(Named object pointing entries)
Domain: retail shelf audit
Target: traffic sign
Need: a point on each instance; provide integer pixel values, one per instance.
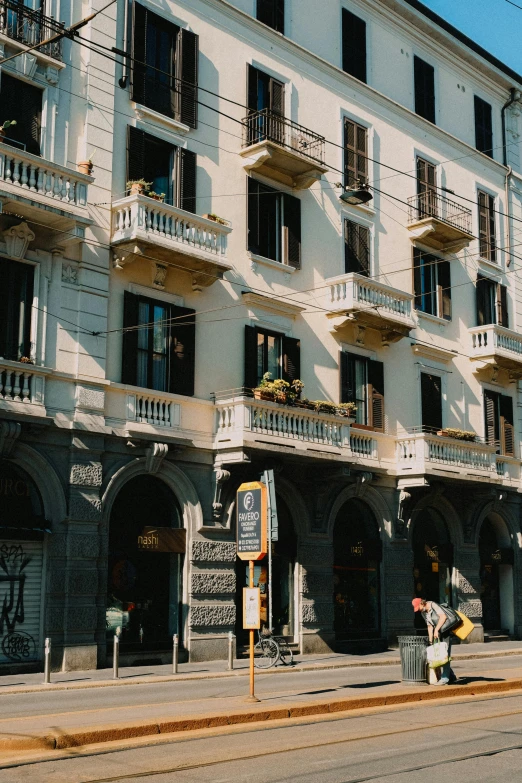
(251, 518)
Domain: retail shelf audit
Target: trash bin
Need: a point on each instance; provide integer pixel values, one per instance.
(413, 658)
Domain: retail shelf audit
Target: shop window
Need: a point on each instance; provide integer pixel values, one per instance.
(158, 354)
(274, 224)
(170, 169)
(16, 299)
(272, 352)
(165, 66)
(362, 382)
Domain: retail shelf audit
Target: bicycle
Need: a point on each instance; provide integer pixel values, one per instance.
(270, 649)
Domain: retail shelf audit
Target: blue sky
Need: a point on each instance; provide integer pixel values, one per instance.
(494, 24)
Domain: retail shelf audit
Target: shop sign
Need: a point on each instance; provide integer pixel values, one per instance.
(251, 518)
(162, 539)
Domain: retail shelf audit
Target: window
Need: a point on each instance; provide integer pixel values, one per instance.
(355, 154)
(431, 402)
(167, 82)
(271, 352)
(499, 423)
(354, 45)
(483, 127)
(21, 102)
(272, 13)
(160, 357)
(16, 299)
(172, 170)
(274, 224)
(362, 382)
(424, 78)
(356, 248)
(487, 244)
(491, 300)
(432, 284)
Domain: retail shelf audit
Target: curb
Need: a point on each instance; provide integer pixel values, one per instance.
(74, 738)
(184, 677)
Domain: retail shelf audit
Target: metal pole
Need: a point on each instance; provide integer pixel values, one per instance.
(47, 661)
(230, 651)
(175, 653)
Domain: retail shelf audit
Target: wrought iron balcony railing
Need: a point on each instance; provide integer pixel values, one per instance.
(267, 125)
(30, 27)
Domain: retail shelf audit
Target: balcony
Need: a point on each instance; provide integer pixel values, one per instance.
(498, 348)
(423, 453)
(354, 298)
(142, 226)
(29, 27)
(438, 222)
(282, 150)
(39, 190)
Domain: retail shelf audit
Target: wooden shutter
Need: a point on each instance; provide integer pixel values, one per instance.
(376, 395)
(187, 179)
(356, 248)
(354, 45)
(291, 359)
(250, 359)
(431, 399)
(444, 289)
(129, 370)
(187, 76)
(292, 226)
(507, 429)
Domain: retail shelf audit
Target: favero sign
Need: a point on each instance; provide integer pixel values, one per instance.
(251, 518)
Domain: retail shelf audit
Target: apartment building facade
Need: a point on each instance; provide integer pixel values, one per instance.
(203, 243)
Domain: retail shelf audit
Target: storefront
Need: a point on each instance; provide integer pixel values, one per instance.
(145, 567)
(357, 558)
(22, 531)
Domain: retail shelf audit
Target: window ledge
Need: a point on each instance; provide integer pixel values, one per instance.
(255, 260)
(144, 113)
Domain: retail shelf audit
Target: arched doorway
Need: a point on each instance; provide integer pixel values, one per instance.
(357, 558)
(432, 559)
(496, 575)
(284, 555)
(145, 566)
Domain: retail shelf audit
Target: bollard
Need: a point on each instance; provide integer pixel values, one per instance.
(175, 652)
(116, 657)
(47, 662)
(231, 639)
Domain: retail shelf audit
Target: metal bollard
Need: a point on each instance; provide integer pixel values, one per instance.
(231, 639)
(116, 656)
(47, 661)
(175, 653)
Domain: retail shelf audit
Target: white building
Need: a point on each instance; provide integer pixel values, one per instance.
(147, 322)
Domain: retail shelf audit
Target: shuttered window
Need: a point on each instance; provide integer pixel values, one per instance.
(431, 402)
(362, 382)
(499, 422)
(354, 45)
(483, 127)
(274, 224)
(491, 299)
(487, 239)
(355, 154)
(16, 300)
(165, 66)
(432, 284)
(170, 169)
(161, 355)
(356, 248)
(270, 352)
(21, 102)
(272, 13)
(424, 78)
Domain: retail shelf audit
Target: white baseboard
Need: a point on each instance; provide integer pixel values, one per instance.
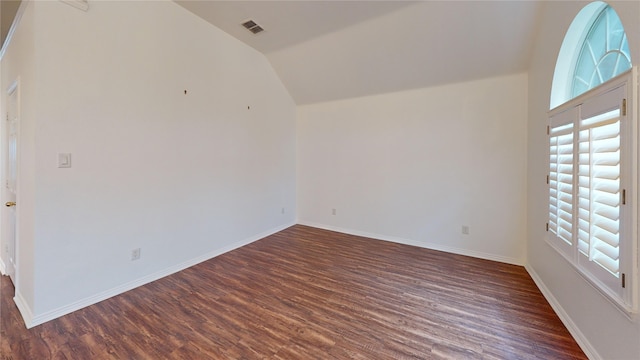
(432, 246)
(24, 309)
(582, 340)
(31, 320)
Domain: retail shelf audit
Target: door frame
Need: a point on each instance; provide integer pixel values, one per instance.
(13, 273)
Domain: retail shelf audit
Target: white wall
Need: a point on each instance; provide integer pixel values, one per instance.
(19, 64)
(602, 330)
(183, 177)
(416, 166)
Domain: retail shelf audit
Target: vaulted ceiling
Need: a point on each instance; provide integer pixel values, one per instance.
(328, 50)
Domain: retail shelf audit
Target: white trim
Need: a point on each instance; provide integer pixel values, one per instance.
(78, 4)
(25, 310)
(14, 26)
(432, 246)
(31, 321)
(580, 338)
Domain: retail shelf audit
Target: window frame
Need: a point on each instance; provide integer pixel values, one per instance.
(626, 299)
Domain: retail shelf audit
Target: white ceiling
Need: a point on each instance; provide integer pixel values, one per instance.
(329, 50)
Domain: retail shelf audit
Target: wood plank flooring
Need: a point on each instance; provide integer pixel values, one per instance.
(306, 293)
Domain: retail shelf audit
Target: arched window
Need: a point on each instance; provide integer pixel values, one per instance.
(591, 146)
(595, 49)
(604, 53)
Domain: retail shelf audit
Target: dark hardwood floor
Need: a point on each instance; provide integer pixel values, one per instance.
(306, 293)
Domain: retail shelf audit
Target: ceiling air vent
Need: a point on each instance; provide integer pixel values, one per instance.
(252, 26)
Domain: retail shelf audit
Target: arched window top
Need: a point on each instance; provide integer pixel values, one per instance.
(595, 49)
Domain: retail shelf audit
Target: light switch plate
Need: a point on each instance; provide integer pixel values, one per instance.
(64, 160)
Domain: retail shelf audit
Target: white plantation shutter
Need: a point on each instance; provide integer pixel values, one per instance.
(599, 191)
(561, 182)
(589, 169)
(561, 179)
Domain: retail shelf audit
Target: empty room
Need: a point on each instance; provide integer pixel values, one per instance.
(319, 179)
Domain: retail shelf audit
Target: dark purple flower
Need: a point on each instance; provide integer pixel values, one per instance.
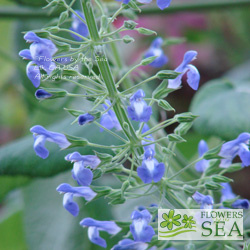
(139, 228)
(80, 172)
(42, 94)
(128, 244)
(156, 50)
(109, 119)
(202, 165)
(41, 135)
(70, 192)
(94, 226)
(231, 149)
(40, 53)
(78, 26)
(138, 109)
(151, 169)
(227, 194)
(85, 118)
(148, 137)
(206, 201)
(193, 76)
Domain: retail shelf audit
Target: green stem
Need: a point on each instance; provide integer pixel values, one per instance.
(37, 13)
(105, 71)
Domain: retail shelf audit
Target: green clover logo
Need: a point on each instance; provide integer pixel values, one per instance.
(170, 219)
(188, 221)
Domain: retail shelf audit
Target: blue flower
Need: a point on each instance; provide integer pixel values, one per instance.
(128, 244)
(80, 173)
(41, 94)
(228, 194)
(139, 228)
(202, 165)
(151, 169)
(206, 201)
(231, 149)
(156, 50)
(148, 137)
(94, 226)
(193, 76)
(85, 118)
(40, 135)
(40, 53)
(138, 109)
(70, 192)
(155, 248)
(109, 119)
(162, 4)
(78, 26)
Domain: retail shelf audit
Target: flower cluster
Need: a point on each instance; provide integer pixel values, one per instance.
(126, 114)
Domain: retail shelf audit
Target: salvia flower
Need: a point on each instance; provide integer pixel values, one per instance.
(193, 75)
(141, 231)
(138, 109)
(85, 118)
(228, 194)
(40, 53)
(206, 201)
(41, 135)
(151, 169)
(80, 172)
(79, 26)
(162, 4)
(128, 244)
(42, 94)
(70, 192)
(231, 149)
(148, 137)
(109, 119)
(202, 165)
(94, 226)
(156, 50)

* [SHORT EXERCISE]: Transcribe the records above exactly, leaving out every picture.

* [RESPONSE BELOW]:
Domain: retail shelf audit
Target: traffic sign
Need: a point on each instance; provide integer pixel values, one per instance.
(251, 518)
Domain: retail shelf audit
Target: trash bin
Need: a point on each instance; provide integer pixel values, one per instance.
(413, 658)
Domain: retail shelf audit
Target: shop window
Need: a point on each instance; provide integer pixel values, one per instance.
(158, 354)
(274, 224)
(170, 169)
(16, 299)
(272, 352)
(165, 66)
(362, 382)
Domain: retail shelf audit
Target: bicycle
Need: a point on each instance; provide integer pixel values, one per instance.
(270, 649)
Domain: retail shelf audit
Target: blue sky
Need: a point on each instance; provide integer pixel values, one per instance.
(494, 24)
Domain: retail shelf audit
Target: shop sign
Need: a point on each instance; provide integer pixel values, one per instance.
(251, 518)
(162, 539)
Domain: retail shelf audit
Target: window
Need: a point on each instance; provide integer pixel values, one per instance.
(355, 154)
(431, 402)
(167, 82)
(271, 352)
(499, 423)
(354, 45)
(483, 127)
(21, 102)
(272, 13)
(160, 357)
(16, 299)
(172, 170)
(274, 224)
(362, 382)
(424, 78)
(356, 248)
(487, 244)
(491, 300)
(432, 284)
Domain: retail shelf audit
Target: curb
Need: a point on each instance; provide integer pixel values, one per instance.
(74, 738)
(184, 677)
Domain: retail shelf audit
Target: metal pole
Need: a point on each instance; provide integer pixel values, one per instance.
(47, 661)
(230, 651)
(175, 653)
Domain: retail shelf audit
Target: wrought iron balcony railing
Need: a point on each instance; provide integer pixel values, one per instance.
(267, 125)
(30, 27)
Domain: retail shelf audit
Target: balcony
Need: a point on each instance; provide integer pixel values, one per instance.
(498, 348)
(423, 453)
(354, 298)
(142, 226)
(29, 27)
(438, 222)
(282, 150)
(39, 190)
Domain: retail shelf audit
Target: wooden shutter
Need: a point on each instance; provide integer pixel values, one per instance.
(376, 395)
(187, 179)
(356, 248)
(354, 45)
(291, 359)
(250, 359)
(431, 399)
(444, 289)
(129, 370)
(187, 76)
(292, 226)
(507, 429)
Domain: retail shelf audit
Target: favero sign
Need: a point on each instance; provide integer pixel values, one per instance.
(251, 518)
Domain: retail shelf audit
Target: apartment building facade
Need: a point on each instance; provide integer pixel values, one per instance.
(203, 243)
Domain: retail shelf audit
Target: storefront
Need: a point on each instance; provide integer pixel values, one per instance.
(145, 567)
(357, 558)
(22, 531)
Domain: retail shelf audit
Target: window ledge
Need: a point on each instance; provide integer pixel values, one per instance.
(255, 260)
(144, 113)
Domain: retail shelf audit
Target: arched doorway
Need: a point on each instance; provide integer pixel values, one per instance.
(357, 558)
(432, 559)
(496, 575)
(284, 555)
(145, 566)
Domain: retail shelf audit
Target: bollard
Need: a point on each instance; provide integer pixel values, one per instance.
(175, 652)
(116, 657)
(47, 662)
(231, 639)
Domain: retail shelf audit
Target: metal bollard
Need: a point on each instance; provide integer pixel values, one per instance.
(231, 639)
(116, 656)
(47, 661)
(175, 653)
Domain: retail shelf audit
Target: white building
Need: a point on each instance; provide integer pixel values, one per instance.
(147, 322)
Domain: retail shelf audit
Target: shuttered window
Need: a point on each instance; provide integer pixel values, one per instance.
(431, 402)
(362, 382)
(499, 422)
(354, 45)
(483, 127)
(274, 224)
(491, 299)
(487, 239)
(355, 154)
(16, 300)
(165, 66)
(432, 284)
(170, 169)
(161, 355)
(356, 248)
(270, 352)
(21, 102)
(272, 13)
(424, 78)
Domain: retail shelf audit
Target: white baseboard
Need: a point on each instance; provide integer pixel values, one per instance.
(432, 246)
(24, 309)
(582, 340)
(31, 320)
Domain: retail shelf audit
Target: door frame
Need: a point on each instance; provide integer pixel values, one per instance.
(13, 273)
Domain: retail shelf audit
Target: white wall
Need: a point on each instance; provide integer pixel values, one per instance.
(19, 64)
(602, 330)
(183, 177)
(416, 166)
Domain: retail shelf audit
Target: vaulted ceiling
Need: a point on each instance; provide integer pixel values, one per instance.
(328, 50)
Domain: retail shelf audit
Target: white trim
Need: a point on each instance; provide integer pixel values, one per instance.
(78, 4)
(25, 310)
(14, 26)
(432, 246)
(31, 321)
(580, 338)
Domain: retail shelf audit
Target: window frame
Need: a point on each instance; provide integer pixel values, one per instance.
(626, 299)
Domain: retail shelf audit
Target: white ceiling
Need: a point on each instance; provide integer pixel values, one per instance.
(329, 50)
Domain: retail shelf audit
Target: wood plank flooring
Need: a point on each instance; provide integer pixel values, one per instance.
(306, 293)
Domain: retail shelf audit
Target: arched window
Need: a point on each instance; provide integer pixel values, one per instance.
(591, 146)
(595, 49)
(604, 53)
Domain: retail shelf audit
Target: dark hardwood floor
Need: a point on each instance; provide integer pixel values, one per instance.
(306, 293)
Domain: retail shelf audit
Target: ceiling air vent
Need: a point on each instance; provide integer pixel values, one per instance.
(252, 26)
Domain: retail shelf audit
Target: arched window top
Need: a point on each instance; provide integer pixel values, one per instance.
(595, 49)
Domain: retail shelf audit
Target: light switch plate
Need: a point on each instance; provide integer pixel values, one per instance.
(64, 160)
Domain: retail shelf audit
Target: white plantation shutter
Need: a point on each instance; provide integer pixel values, one per instance.
(599, 191)
(561, 182)
(589, 169)
(561, 179)
Domain: retail shelf audit
Target: empty room
Need: a point on each instance; provide integer pixel values, one per instance.
(319, 179)
Domain: retail shelf audit
Target: dark purple flower
Need: a point on each instance; provide integer pixel values, one per instance.
(139, 228)
(80, 172)
(42, 94)
(128, 244)
(156, 50)
(109, 119)
(202, 165)
(41, 135)
(70, 192)
(94, 226)
(231, 149)
(40, 53)
(78, 26)
(138, 109)
(151, 169)
(227, 194)
(85, 118)
(148, 137)
(206, 201)
(193, 76)
Domain: retail shelf audit
Target: green stem
Need: a point on each instance; provide integer pixel values, one per instance.
(37, 13)
(105, 71)
Domain: retail shelf audit
Target: green clover logo
Need: a point on each instance; provide integer pixel values, one per instance.
(170, 219)
(188, 221)
Domain: retail shelf audit
Target: blue flower
Need: a point on each instance; provide integer pixel values, one per instance.
(128, 244)
(80, 173)
(41, 94)
(228, 194)
(139, 228)
(202, 165)
(151, 169)
(206, 201)
(231, 149)
(156, 50)
(148, 137)
(94, 226)
(193, 76)
(85, 118)
(40, 135)
(40, 53)
(138, 109)
(70, 192)
(155, 248)
(109, 119)
(162, 4)
(78, 26)
Domain: retail shelf audit
Target: flower cluster
Need: a point on each instance; provide integer pixel values, one per instance.
(126, 114)
Domain: retail shelf audit
Target: salvia flower
Need: a point on each instance; provide integer pixel values, one per instance.
(193, 75)
(141, 231)
(138, 109)
(85, 118)
(228, 194)
(40, 53)
(206, 201)
(41, 135)
(151, 169)
(80, 172)
(79, 26)
(162, 4)
(128, 244)
(42, 94)
(70, 192)
(231, 149)
(148, 137)
(109, 119)
(202, 165)
(94, 226)
(156, 50)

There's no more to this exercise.